- Born: Brixton, South London, UK
- Culinary career
- Previous restaurants *Ashbells, London, * Tavern on the Green, New York City, * Avenue Inc., New York City, * Slide, New York City (2013–2014) ;
- Television shows * Chopped (2010, 2015), * No Kitchen Required (2012), * Guy's Grocery Games (2015), * Tournament of Champions (2021–2022) ;
- Website: www.madisoncowan.com

= Madison Cowan =

British-American chef

Madison Cowan is a British-born American chef. He was the first Grand Champion of Food Network's Chopped. He co-stars in BBC America’s travel series No Kitchen Required, appeared as a judge on Food Network’s Extreme Chef and in cooking segments on NBC’s Today Show and CBS This Morning. Cowan resides in New York City.

== Early life ==
Madison Cowan was born in Brixton, South London; his father is from Jamaica and his mother is African-American. He started cooking at age 14.

His father was diagnosed with Alzheimer’s disease, which ran in their family, and was a catalyst for his own advocacy work for the disease.
+ + + +
* _TASK ITEM_:
Transcribe the Madison Cowan biography word for word, in full.

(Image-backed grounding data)
+ + + +
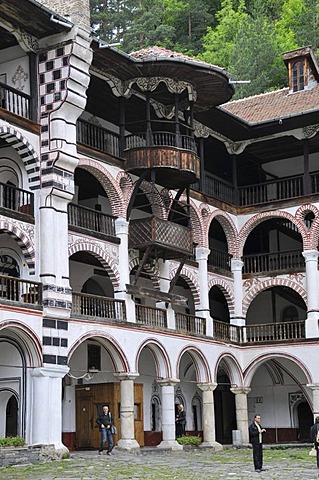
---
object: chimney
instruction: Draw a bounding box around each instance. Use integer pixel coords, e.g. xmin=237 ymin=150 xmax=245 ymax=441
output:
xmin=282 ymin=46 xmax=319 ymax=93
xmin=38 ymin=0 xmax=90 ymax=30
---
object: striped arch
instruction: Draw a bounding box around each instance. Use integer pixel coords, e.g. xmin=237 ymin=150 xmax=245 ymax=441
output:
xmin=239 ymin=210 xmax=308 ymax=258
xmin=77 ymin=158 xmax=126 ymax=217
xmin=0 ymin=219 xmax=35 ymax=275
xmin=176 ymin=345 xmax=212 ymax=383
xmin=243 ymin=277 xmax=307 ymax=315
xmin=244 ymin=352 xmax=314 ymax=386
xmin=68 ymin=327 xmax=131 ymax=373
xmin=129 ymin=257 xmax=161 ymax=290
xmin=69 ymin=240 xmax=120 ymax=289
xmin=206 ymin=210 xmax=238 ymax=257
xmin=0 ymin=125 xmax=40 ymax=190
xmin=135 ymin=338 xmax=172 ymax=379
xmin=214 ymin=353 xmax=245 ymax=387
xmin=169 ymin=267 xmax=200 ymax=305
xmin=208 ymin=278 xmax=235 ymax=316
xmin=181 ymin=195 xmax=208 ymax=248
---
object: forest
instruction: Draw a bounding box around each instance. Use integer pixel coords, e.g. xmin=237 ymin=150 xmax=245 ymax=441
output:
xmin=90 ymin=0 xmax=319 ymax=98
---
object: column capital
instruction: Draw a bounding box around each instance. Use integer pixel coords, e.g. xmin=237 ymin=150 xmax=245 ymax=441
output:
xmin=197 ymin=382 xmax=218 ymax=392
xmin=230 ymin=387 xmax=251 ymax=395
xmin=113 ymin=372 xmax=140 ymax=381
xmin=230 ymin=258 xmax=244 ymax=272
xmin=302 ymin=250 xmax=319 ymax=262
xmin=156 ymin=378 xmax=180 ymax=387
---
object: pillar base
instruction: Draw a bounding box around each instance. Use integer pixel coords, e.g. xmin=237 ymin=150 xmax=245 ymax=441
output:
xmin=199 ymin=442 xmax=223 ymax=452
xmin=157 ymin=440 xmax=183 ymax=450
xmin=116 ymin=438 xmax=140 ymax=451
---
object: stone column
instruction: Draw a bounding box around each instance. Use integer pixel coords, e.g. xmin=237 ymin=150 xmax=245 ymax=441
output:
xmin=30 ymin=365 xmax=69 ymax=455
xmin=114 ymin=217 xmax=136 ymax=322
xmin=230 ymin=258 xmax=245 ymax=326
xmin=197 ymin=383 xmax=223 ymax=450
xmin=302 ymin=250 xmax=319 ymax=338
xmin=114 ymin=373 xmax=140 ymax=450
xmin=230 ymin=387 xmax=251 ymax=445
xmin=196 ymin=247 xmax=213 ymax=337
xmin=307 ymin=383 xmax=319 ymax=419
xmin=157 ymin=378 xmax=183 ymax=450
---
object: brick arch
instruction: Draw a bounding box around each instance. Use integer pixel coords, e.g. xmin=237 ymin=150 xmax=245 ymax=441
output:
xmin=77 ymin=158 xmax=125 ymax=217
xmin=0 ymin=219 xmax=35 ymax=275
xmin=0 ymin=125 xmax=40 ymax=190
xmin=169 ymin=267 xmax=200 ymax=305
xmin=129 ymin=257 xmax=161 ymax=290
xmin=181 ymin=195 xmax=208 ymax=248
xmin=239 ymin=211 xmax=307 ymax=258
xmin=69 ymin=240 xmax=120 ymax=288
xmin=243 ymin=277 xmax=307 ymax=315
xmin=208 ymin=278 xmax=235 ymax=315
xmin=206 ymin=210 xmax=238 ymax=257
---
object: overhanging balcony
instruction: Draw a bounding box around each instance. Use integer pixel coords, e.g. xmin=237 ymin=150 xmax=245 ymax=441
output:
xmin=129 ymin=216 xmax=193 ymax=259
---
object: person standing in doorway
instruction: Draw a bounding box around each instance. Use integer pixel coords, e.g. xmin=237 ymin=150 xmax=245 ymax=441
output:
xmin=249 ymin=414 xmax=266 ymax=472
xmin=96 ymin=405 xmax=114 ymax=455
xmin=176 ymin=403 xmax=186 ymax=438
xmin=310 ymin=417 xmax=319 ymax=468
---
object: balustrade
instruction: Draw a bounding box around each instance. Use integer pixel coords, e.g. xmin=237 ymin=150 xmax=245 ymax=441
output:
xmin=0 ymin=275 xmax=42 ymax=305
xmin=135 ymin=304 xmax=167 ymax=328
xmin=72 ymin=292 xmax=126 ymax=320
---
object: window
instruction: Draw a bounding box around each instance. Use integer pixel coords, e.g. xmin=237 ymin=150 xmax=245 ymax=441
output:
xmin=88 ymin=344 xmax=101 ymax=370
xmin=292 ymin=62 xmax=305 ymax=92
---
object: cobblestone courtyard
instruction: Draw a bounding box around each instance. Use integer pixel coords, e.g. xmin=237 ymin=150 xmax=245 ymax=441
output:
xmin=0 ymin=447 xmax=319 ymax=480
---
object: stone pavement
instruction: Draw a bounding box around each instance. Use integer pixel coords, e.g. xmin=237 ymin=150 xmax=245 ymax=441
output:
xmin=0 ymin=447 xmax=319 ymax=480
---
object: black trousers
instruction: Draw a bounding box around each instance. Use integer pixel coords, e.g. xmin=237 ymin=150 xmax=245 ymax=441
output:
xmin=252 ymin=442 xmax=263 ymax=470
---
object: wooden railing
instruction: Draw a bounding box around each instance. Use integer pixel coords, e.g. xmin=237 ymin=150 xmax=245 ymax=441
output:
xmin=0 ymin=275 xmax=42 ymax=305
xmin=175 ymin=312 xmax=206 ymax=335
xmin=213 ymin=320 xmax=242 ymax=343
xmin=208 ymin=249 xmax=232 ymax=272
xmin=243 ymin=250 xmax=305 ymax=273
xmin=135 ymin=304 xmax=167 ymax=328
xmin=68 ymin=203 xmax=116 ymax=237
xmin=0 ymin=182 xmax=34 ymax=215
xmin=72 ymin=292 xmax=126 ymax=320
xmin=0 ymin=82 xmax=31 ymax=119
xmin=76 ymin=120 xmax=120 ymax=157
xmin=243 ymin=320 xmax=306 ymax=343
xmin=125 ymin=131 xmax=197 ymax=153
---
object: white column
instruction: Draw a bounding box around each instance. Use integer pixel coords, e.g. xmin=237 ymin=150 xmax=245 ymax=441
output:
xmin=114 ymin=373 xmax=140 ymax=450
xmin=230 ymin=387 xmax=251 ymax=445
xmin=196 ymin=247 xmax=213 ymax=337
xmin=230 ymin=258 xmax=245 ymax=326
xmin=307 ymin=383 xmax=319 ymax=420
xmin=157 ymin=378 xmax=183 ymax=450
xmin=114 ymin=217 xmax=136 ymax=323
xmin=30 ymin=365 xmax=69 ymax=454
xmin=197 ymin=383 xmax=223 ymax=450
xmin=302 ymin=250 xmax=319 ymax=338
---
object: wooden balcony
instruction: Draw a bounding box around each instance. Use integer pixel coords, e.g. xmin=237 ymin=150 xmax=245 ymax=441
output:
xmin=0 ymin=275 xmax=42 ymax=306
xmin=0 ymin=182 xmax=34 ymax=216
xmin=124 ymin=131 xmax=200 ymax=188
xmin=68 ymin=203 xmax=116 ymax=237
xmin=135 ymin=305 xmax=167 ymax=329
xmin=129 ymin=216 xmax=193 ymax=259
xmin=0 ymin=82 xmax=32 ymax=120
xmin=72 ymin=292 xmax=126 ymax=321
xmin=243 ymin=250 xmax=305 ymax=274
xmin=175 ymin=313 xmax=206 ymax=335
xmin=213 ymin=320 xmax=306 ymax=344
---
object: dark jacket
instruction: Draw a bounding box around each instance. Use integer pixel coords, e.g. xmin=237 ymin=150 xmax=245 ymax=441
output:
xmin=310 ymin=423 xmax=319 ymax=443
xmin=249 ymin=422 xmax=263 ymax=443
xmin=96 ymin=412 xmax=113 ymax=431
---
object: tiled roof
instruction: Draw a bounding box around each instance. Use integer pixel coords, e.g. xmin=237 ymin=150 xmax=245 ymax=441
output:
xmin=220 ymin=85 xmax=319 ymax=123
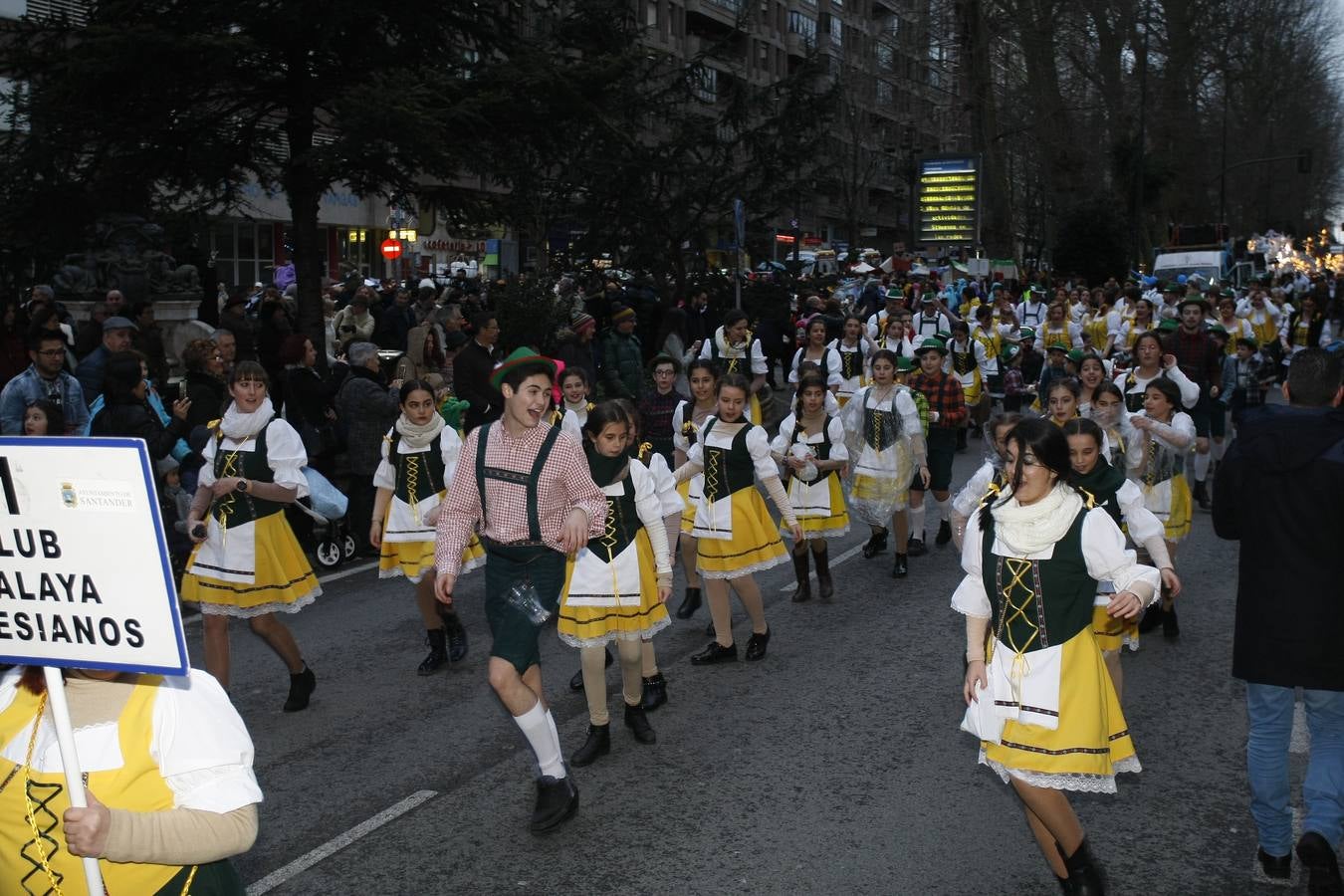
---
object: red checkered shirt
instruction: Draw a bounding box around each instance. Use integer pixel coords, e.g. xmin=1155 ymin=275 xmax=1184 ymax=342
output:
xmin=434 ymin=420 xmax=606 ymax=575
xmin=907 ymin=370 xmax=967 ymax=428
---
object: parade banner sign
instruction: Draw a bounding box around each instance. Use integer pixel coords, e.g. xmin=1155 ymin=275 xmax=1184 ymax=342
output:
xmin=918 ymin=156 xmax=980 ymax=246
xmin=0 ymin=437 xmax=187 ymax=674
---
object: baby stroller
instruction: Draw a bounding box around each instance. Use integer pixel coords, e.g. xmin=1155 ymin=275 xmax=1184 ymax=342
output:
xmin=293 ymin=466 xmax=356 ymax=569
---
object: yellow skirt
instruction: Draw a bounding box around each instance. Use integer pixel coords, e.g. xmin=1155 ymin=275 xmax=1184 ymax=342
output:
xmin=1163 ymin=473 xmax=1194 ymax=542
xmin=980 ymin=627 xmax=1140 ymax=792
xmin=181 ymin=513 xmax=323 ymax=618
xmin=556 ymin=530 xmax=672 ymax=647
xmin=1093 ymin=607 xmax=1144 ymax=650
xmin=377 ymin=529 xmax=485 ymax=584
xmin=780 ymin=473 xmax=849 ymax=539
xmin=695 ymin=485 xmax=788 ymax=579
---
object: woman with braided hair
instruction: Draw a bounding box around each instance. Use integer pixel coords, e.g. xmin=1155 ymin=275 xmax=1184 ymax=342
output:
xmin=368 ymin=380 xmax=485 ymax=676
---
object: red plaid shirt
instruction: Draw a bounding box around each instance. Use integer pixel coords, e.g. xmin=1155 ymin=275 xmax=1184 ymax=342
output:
+ + + +
* _YOUR SOLUTION_:
- Born: Brixton, South London, UK
- Culinary career
- Previous restaurants *Ashbells, London, * Tavern on the Green, New York City, * Avenue Inc., New York City, * Slide, New York City (2013–2014) ;
- Television shows * Chopped (2010, 2015), * No Kitchen Required (2012), * Guy's Grocery Games (2015), * Tournament of Champions (2021–2022) ;
- Website: www.madisoncowan.com

= Madison Cowan =

British-American chef

Madison Cowan is a British-born American chef. He was the first Grand Champion of Food Network's Chopped. He co-stars in BBC America’s travel series No Kitchen Required, appeared as a judge on Food Network’s Extreme Chef and in cooking segments on NBC’s Today Show and CBS This Morning. Cowan resides in New York City.

== Early life ==
Madison Cowan was born in Brixton, South London; his father is from Jamaica and his mother is African-American. He started cooking at age 14.

His father was diagnosed with Alzheimer’s disease, which ran in their family, and was a catalyst for his own advocacy work for the disease.